Do this - Exclude the pictures; give every entry again exactly as written.
:: Information shown
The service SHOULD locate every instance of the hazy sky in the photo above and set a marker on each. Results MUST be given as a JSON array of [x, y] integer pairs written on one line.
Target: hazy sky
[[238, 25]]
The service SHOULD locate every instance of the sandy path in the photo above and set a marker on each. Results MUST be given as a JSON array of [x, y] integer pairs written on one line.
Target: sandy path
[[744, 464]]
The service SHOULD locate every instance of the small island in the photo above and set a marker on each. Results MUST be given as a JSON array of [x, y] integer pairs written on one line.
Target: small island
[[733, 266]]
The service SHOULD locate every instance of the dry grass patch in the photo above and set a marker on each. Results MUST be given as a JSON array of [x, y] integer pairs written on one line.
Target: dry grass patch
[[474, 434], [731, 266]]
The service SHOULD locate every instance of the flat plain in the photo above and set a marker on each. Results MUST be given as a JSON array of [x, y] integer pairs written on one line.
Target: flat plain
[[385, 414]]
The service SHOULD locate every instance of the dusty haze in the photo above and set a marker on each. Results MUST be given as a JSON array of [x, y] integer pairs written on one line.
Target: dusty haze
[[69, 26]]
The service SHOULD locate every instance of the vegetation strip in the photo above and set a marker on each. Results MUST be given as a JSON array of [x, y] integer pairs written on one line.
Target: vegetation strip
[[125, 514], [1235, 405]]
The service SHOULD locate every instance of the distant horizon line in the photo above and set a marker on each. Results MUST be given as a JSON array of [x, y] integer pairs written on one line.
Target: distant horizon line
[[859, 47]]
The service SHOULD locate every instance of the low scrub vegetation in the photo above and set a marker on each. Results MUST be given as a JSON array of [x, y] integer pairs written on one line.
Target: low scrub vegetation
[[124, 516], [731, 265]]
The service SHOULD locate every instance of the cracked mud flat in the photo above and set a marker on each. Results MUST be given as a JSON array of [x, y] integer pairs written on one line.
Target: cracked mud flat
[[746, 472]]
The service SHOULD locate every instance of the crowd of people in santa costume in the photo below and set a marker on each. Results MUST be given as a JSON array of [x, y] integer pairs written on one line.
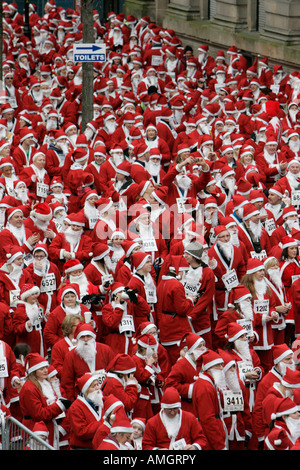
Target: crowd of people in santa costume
[[150, 269]]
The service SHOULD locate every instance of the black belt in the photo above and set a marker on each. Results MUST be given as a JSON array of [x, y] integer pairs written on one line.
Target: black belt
[[169, 313]]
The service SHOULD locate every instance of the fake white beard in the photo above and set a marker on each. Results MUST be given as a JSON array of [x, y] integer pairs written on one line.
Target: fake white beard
[[63, 147], [292, 179], [22, 195], [153, 81], [33, 313], [16, 273], [38, 96], [246, 309], [275, 277], [293, 113], [172, 425], [294, 145], [96, 398], [40, 224], [293, 425], [77, 81], [118, 159], [255, 229], [290, 224], [212, 218], [18, 232], [146, 231], [260, 287], [90, 211], [72, 138], [184, 182], [229, 183], [220, 78], [48, 391], [153, 168], [232, 380], [269, 158], [242, 348], [88, 133], [86, 349], [234, 238], [82, 282], [72, 236], [283, 366], [219, 377], [72, 310], [227, 248], [110, 127]]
::::
Solution for this exercise -
The service SHOULD locate every instance of the hazy sky in the photo above and set a marker on each. Results MUST be given as a JSON array of [x, y] integer pairs written on one line.
Target: hazy sky
[[238, 25]]
The service SHOULD locate every instance of the sandy path in the photo above and set a marker on each. Results MUST be given as a JSON array of [x, y] integer pairs written on one line.
Target: sandy path
[[744, 464]]
The service SHOULD locate every instance of the small island in the photo above and set a marker on each. Results MUST be given as a JSON array of [x, y] integer pairs written on one line.
Target: small island
[[733, 266]]
The service SHOULD locate every instance of the dry grass patch in the photo above and set a marker on each. Results MUST be given as a JSON array of [x, y] integer pairs written on one line.
Target: dry grass patch
[[474, 434], [731, 266]]
The service SHOULD locate every instance of the flat plain in the photo above and set a marker on each. Results MUST be given as a JSON array of [x, y] integer pairs written on one line.
Target: flat plain
[[385, 414]]
The service SHOULD locate every instance of the dusty haze in the photo above and set a marker on each. Results MUST be given as a JSON array of [x, y] integer pairs written on one line.
Target: dusty haze
[[69, 26]]
The service SHOULD locate every instance of the vegetation strip in the photo above and set a marker on each. Results MUST be given as a JSON array of [x, y] integer pairs written on one line.
Target: vegetation strip
[[125, 514], [1235, 405]]
The service SHOULD locate every instance of the distant horizon line in the photo above and set a marker on each. Results MUST be given as a JSON array of [x, y] integer pairs written on one line.
Target: distant horizon line
[[859, 47]]
The service SHOULD locate every instance of the low scrub vegetation in the photo above and set a marker on each. Results MUST be given as a JSON array of [x, y] integer pairs written on one line.
Target: low scrub vegetation
[[124, 516], [731, 265]]
The service SHOULD locate every instance of the cracked mud flat in the photo above and set a marker on each. Results MUST be given as a JSON array of [x, y] integer pairs written on one line.
Target: cracked mud flat
[[746, 472]]
The service SHOULD locate every instance of the crowd of people in santa costume in the photo below and set a marker on each. Results MUST be given as a JSON array of [x, y] integer pairs written on one line.
Target: crowd of people in santa costume
[[150, 269]]
The service SHOULD locate every instance of the black belt in the photo above and set a marker on each. Results MUST be given as a JSON array of [x, y] integer pairs written on one line.
Target: black belt
[[169, 313]]
The service SHOULD locate every instance of the fake white beard in the photo above and set a marker on each. Results MUST be given as a JSON array of [x, y] integer pairs written on one line.
Target: fake white beard
[[63, 147], [292, 179], [22, 195], [153, 81], [33, 313], [16, 273], [38, 96], [246, 309], [275, 277], [293, 113], [172, 425], [294, 145], [96, 398], [40, 224], [293, 425], [77, 81], [118, 159], [255, 229], [290, 224], [212, 218], [18, 232], [146, 231], [260, 287], [90, 211], [72, 138], [184, 182], [229, 183], [220, 78], [48, 391], [153, 168], [232, 380], [269, 158], [242, 348], [88, 133], [86, 349], [234, 238], [82, 282], [72, 236], [283, 366], [219, 377], [72, 310], [227, 248], [110, 127]]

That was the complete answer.